_WORK INSTRUCTION_
Extract the listing in its entirety, keeping each line identical to the original.

_DATA FOR THIS EXERCISE_
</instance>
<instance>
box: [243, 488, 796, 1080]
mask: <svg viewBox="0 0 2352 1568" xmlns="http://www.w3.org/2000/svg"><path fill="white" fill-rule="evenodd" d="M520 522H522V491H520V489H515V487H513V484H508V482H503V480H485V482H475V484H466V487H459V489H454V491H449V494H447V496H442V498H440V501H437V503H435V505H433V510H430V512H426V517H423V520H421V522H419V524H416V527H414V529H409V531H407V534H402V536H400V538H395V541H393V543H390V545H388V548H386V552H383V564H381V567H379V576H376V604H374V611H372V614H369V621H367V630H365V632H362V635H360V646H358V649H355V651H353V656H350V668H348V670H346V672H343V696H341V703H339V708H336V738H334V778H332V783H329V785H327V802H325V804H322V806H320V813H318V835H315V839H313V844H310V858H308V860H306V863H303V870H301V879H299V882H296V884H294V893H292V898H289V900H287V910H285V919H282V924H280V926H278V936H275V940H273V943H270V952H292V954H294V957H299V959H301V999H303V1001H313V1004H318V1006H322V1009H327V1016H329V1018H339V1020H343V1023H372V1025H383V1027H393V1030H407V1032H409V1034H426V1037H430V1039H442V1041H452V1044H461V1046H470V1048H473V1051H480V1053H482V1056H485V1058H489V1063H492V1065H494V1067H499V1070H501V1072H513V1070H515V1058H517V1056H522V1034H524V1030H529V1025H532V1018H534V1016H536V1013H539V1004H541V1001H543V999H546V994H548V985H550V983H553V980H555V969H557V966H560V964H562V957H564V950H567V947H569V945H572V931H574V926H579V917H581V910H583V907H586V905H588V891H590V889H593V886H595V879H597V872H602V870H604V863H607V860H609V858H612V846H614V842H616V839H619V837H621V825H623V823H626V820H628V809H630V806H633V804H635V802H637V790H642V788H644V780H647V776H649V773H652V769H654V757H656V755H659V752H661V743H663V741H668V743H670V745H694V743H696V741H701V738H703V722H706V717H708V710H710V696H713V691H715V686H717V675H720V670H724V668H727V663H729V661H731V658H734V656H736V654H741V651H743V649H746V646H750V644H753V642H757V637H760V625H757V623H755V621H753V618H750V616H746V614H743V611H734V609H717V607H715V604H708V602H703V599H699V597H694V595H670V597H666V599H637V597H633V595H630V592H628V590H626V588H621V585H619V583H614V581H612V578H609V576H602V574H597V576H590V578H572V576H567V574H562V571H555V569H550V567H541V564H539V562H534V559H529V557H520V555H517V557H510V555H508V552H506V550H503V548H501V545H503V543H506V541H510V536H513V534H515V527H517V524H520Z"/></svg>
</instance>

_OUTPUT BELOW_
</instance>
<instance>
box: [243, 488, 796, 1080]
mask: <svg viewBox="0 0 2352 1568" xmlns="http://www.w3.org/2000/svg"><path fill="white" fill-rule="evenodd" d="M520 522H522V491H520V489H515V487H513V484H508V482H503V480H485V482H475V484H466V487H459V489H454V491H449V494H447V496H442V498H440V501H437V503H435V505H433V510H430V512H426V517H423V520H421V522H419V524H416V527H414V529H409V531H407V534H402V536H400V538H395V541H393V543H390V545H388V548H386V552H383V564H381V567H379V576H376V604H374V611H372V614H369V621H367V630H365V632H362V635H360V646H358V649H355V651H353V656H350V668H348V670H346V672H343V696H341V703H339V708H336V738H334V778H332V783H329V785H327V802H325V804H322V806H320V813H318V835H315V839H313V844H310V858H308V860H306V863H303V870H301V879H299V882H296V884H294V893H292V898H289V900H287V910H285V919H282V924H280V926H278V936H275V940H273V943H270V952H292V954H294V957H299V959H301V999H303V1001H313V1004H318V1006H322V1009H327V1016H329V1018H339V1020H343V1023H372V1025H383V1027H393V1030H407V1032H409V1034H426V1037H430V1039H442V1041H452V1044H461V1046H470V1048H473V1051H480V1053H482V1056H485V1058H489V1063H492V1065H494V1067H499V1070H501V1072H513V1070H515V1058H517V1056H522V1034H524V1030H529V1025H532V1018H534V1016H536V1013H539V1004H541V1001H543V999H546V994H548V985H550V983H553V980H555V969H557V966H560V964H562V957H564V950H567V947H569V945H572V931H574V926H579V917H581V910H583V907H586V905H588V891H590V889H593V886H595V879H597V872H602V870H604V863H607V860H609V858H612V846H614V842H616V839H619V837H621V825H623V823H626V820H628V809H630V806H633V804H635V802H637V790H642V788H644V780H647V776H649V773H652V769H654V757H656V755H659V752H661V743H663V741H668V743H670V745H694V743H696V741H701V738H703V722H706V717H708V710H710V696H713V691H715V686H717V675H720V670H724V668H727V663H729V661H731V658H734V656H736V654H741V651H743V649H746V646H750V644H753V642H757V637H760V625H757V623H755V621H753V618H750V616H746V614H743V611H734V609H717V607H715V604H708V602H703V599H699V597H694V595H670V597H666V599H637V597H633V595H630V592H628V590H626V588H621V585H619V583H614V581H612V578H609V576H602V574H597V576H590V578H572V576H567V574H562V571H555V569H550V567H541V564H539V562H534V559H529V557H520V555H517V557H510V555H508V552H506V550H503V548H501V545H503V543H506V541H510V536H513V534H515V527H517V524H520Z"/></svg>
</instance>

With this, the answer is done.